▶ TASK REQUIREMENTS: Please quote every one of the records below word for word, from the first to the last.

— begin —

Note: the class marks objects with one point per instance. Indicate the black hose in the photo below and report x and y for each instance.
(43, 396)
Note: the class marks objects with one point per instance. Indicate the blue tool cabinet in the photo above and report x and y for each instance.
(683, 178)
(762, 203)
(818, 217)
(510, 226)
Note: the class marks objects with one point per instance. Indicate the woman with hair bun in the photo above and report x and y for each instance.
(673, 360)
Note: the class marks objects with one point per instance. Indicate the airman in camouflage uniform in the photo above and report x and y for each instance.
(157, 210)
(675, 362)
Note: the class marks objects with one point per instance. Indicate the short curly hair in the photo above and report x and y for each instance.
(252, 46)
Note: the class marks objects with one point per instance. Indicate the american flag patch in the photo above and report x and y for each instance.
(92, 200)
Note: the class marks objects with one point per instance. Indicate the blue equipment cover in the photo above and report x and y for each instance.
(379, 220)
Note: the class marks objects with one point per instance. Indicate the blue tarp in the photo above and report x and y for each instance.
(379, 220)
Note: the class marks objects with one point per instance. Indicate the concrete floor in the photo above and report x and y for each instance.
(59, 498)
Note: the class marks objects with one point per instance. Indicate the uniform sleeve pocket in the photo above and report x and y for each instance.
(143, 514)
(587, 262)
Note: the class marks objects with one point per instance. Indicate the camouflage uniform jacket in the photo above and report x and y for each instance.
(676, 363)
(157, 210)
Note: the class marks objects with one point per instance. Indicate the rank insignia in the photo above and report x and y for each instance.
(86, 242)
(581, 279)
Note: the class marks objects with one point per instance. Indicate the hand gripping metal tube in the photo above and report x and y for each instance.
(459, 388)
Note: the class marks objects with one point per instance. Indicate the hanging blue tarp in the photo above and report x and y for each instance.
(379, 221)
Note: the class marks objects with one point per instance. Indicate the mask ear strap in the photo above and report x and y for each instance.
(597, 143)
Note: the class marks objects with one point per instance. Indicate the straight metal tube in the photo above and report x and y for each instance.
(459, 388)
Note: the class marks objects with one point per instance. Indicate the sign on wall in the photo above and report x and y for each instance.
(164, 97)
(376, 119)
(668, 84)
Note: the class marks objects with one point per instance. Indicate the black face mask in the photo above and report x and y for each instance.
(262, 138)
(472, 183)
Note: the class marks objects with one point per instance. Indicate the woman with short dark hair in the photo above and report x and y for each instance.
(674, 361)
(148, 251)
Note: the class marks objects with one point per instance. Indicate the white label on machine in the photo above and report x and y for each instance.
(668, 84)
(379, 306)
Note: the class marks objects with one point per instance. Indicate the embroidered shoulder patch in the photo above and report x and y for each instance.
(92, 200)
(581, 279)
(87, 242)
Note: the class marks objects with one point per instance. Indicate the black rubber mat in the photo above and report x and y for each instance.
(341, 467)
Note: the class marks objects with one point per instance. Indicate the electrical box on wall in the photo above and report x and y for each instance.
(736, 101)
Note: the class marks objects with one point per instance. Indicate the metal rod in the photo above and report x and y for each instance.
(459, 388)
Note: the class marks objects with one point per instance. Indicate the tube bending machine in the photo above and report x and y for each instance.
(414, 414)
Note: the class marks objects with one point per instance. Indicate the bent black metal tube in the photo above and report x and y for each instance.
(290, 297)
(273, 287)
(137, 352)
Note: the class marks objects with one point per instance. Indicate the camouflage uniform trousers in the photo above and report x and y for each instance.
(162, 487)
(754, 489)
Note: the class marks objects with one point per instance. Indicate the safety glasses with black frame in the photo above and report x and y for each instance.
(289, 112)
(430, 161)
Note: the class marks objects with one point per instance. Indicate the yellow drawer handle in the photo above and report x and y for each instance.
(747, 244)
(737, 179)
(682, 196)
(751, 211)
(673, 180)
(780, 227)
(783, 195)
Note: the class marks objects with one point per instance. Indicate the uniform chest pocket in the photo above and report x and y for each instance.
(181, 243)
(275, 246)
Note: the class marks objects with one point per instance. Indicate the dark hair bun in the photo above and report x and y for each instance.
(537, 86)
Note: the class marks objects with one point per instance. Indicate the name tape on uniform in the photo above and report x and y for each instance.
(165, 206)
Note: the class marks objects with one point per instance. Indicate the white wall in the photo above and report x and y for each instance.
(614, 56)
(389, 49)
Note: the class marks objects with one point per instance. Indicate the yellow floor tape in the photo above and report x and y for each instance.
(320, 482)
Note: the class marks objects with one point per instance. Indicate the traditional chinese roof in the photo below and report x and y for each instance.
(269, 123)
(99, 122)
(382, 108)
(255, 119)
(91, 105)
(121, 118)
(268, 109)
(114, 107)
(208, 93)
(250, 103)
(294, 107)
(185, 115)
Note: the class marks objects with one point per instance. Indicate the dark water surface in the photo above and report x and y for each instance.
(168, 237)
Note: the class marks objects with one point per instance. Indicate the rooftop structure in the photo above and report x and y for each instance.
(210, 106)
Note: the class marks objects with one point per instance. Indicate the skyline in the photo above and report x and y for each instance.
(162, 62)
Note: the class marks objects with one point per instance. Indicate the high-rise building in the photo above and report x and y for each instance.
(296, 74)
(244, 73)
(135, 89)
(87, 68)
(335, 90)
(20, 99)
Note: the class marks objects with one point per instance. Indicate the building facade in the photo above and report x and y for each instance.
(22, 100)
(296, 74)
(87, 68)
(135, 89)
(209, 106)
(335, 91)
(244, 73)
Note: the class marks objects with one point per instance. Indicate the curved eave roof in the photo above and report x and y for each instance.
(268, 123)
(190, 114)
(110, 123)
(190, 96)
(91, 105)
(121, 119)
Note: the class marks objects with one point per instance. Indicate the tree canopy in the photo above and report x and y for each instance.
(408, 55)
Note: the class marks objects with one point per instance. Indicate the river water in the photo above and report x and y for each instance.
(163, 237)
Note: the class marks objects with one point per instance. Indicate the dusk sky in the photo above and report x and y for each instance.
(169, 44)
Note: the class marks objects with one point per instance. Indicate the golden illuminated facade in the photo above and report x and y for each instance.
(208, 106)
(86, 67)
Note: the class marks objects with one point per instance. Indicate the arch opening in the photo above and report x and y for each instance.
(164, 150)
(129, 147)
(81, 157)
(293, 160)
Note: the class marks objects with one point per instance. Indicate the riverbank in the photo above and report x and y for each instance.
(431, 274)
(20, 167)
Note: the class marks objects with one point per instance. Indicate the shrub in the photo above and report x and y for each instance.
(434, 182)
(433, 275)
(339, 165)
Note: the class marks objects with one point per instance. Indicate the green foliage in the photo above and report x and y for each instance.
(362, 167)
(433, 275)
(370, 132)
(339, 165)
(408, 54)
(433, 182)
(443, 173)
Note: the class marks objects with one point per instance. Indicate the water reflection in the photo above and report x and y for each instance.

— end —

▶ ANSWER TO THE PROBLEM:
Note: the class marks objects with one point per instance. Indicate the black hose in the photo below and report x and y for each instance.
(43, 396)
Note: the class marks objects with one point per instance. Indicate the blue tool cabinet in the photo above and report x and y for each instance.
(683, 178)
(762, 203)
(818, 217)
(510, 226)
Note: the class marks objects with one point per instance. Indicate the woman with hair bun in the photo above and report x and y for each instance.
(673, 360)
Note: the class marks objects with one point per instance. Indicate the airman in camouflage uniform in the photo above and report x and y for each instance.
(157, 210)
(675, 362)
Note: the class marks objects with one point per instance. Indicate the short curly hair in the photo above and report x and y for each instance.
(252, 46)
Note: the class marks objects with one point per instance. Indicate the american flag patch in the photo above and report x and y for each instance.
(92, 200)
Note: the class marks objects with one point per instance. Indicate the blue equipment cover in the photo above and report x and y for each instance.
(379, 220)
Note: the class marks objects with one point per instance. Indicate the blue tarp in the photo above and report x and y for each instance.
(379, 220)
Note: the class marks objects with one point per instance. Indicate the concrete floor in the photo above and report x and y for each instance.
(59, 498)
Note: the class marks objects with one point per instance. Indicate the uniform sleeve pocket in the photo above and report x and y for each instance.
(143, 514)
(587, 262)
Note: the class marks objects with one point per instance. Indicate the camouflage uniform jacket in the photo above and report x and y for each instance.
(676, 363)
(157, 210)
Note: the class marks objects with one point per instance. Indicate the rank insignia in the photo above and report x and y for each instance.
(86, 242)
(581, 279)
Note: the class marks objects with one point per instance. Indicate the hand gripping metal tube in the photo above and report x and y for each instance.
(459, 388)
Note: the class marks objects with one point per instance. Indicate the hanging blue tarp in the photo above and report x and y for each instance.
(379, 221)
Note: the class marks objects with one point per instance. Indicate the mask ear strap in the photo above and report x and y for each instance.
(597, 143)
Note: the class marks objects with one point per instance. Indicate the straight metal tube in the photo above and report x and y for each instance.
(459, 388)
Note: the class marks objects with one point per instance. Indicate the sign on wall in the photo above and report x and y for each instance.
(164, 97)
(376, 119)
(668, 84)
Note: the class marks objects with one point per instance. Indicate the black face mask in the photo above and report x and y for each instance.
(262, 138)
(472, 183)
Note: the class marks objects with one point per instance. Indicate the woman with short dark hair in the photo above and report x and y for each instance.
(674, 361)
(148, 251)
Note: the class marks objects with one point per instance. Indicate the white label on machine in the photo above and report x and y for each instance.
(668, 84)
(379, 306)
Note: the class marks objects with one point per instance. Indicate the embroidered shoulder patch in the photo above and report x and y for each instance.
(92, 200)
(581, 279)
(87, 242)
Note: the class marks objects with one point per instance. Indicate the black rubber mat in the photo above and report x and y for each instance.
(341, 467)
Note: the class marks objects with one point per instance. Indicate the electrical box on wall in the photo above and report x and y for each instance.
(736, 101)
Note: the class marks objects with one point per instance. Indicate the metal rod in the photo above and report x and y for each instance.
(459, 388)
Note: the class marks objects with one point per instance. Indicate the tube bending machine in the photo above and report x and y for each instance.
(414, 414)
Note: the class marks objects with one point per instance. Indicate the bent black metal tube in the photo above and report x and y for each instance.
(290, 297)
(273, 287)
(137, 352)
Note: the class marks objects with one point per instance. Indicate the camouflage uniform trousers in the photo above and report x and y for each instance.
(162, 487)
(754, 489)
Note: the class marks objects with one point per instance. Indicate the safety glasses with black frame in the photo above and report x and y for each instance.
(289, 112)
(430, 161)
Note: the class marks objects with one point per instance. Indicate the yellow drawer handle in the photo above and report x and y for each instance.
(747, 244)
(737, 179)
(682, 196)
(751, 211)
(673, 180)
(780, 227)
(783, 195)
Note: the class marks objects with one point per instance. Indicate the uniform chest pocket in the photo above and report x and y for each instance.
(181, 243)
(275, 246)
Note: the class marks objects with one point per instance. Indicate the dark hair bun in the photo above and report x and y for each instance.
(537, 86)
Note: the class marks objects with one point per instance. Indicate the name tape on uniform in the photo above and report x and y for each instance.
(165, 206)
Note: the class marks objects with one point per instance. Indicate the white wall in the photo above and report x and y for each instance.
(614, 56)
(389, 49)
Note: the class marks objects with one point per instance. Indicate the yellow floor tape in the photo above and report x and y for each instance.
(320, 482)
Note: the class marks objects with one point per instance. Indicate the traditional chinese roof in the photo below and report x and y for each instance.
(269, 123)
(99, 122)
(382, 108)
(255, 119)
(91, 105)
(121, 118)
(268, 109)
(114, 107)
(208, 93)
(250, 103)
(294, 107)
(185, 115)
Note: the class marks objects with one point per instance. Indicate the dark water surface in the photo above and report x and y for each instance.
(168, 237)
Note: the class marks objects with one point per instance. Indicate the rooftop structure in the photo above and report x and y for each instance.
(210, 106)
Note: the class marks objects with one point per instance. Indicate the skyline in the photo above and report x and y for each instance.
(162, 62)
Note: the class marks objects with one point per instance. Indicate the high-rise building in the photo above and report x and y for each instance.
(296, 74)
(244, 73)
(135, 89)
(87, 68)
(335, 90)
(20, 99)
Note: the class marks objects with one point per instance. Indicate the building facade in the photo above and report x and y for each instance.
(22, 100)
(296, 74)
(87, 68)
(135, 89)
(209, 106)
(335, 91)
(244, 73)
Note: the class marks objects with one point per instance. Indicate the curved eave roof in the photo above and report x and y for each instance.
(268, 123)
(190, 114)
(110, 123)
(190, 96)
(91, 105)
(121, 119)
Note: the class marks objects with one point per instance. Indicate the tree canopy in the photo above and report x and y for each instance.
(408, 55)
Note: the class marks objects with one point per instance. Indicate the river water in the photo above and report x and y for each instance.
(163, 237)
Note: the class marks objects with one point per instance. Indicate the dusk sky in the photo above and report x and y for each instance.
(169, 44)
Note: the class marks objects with one point per instance. Indicate the golden illuminated facade in the photo above and report x and y for each instance.
(208, 106)
(86, 67)
Note: the class marks objects with one point per instance. Indicate the arch opening in the photo above and report x and y for each instance.
(164, 150)
(129, 147)
(81, 157)
(293, 160)
Note: the class marks objects with one point per instance. Indicate the riverbank in the photo above and report x and y for each instance.
(431, 274)
(20, 167)
Note: the class marks objects with one point per instance. Indicate the shrub in the photo above and report x and y for each instance.
(434, 182)
(433, 275)
(339, 165)
Note: the class marks objects with one point per instance. Indicate the green foliage in the photo above and report x and y for each instance.
(362, 167)
(433, 275)
(370, 132)
(339, 165)
(408, 54)
(433, 182)
(443, 173)
Note: the class marks objects with one point per instance. Indicate the water reflection in the photo above and report x and y for each instance.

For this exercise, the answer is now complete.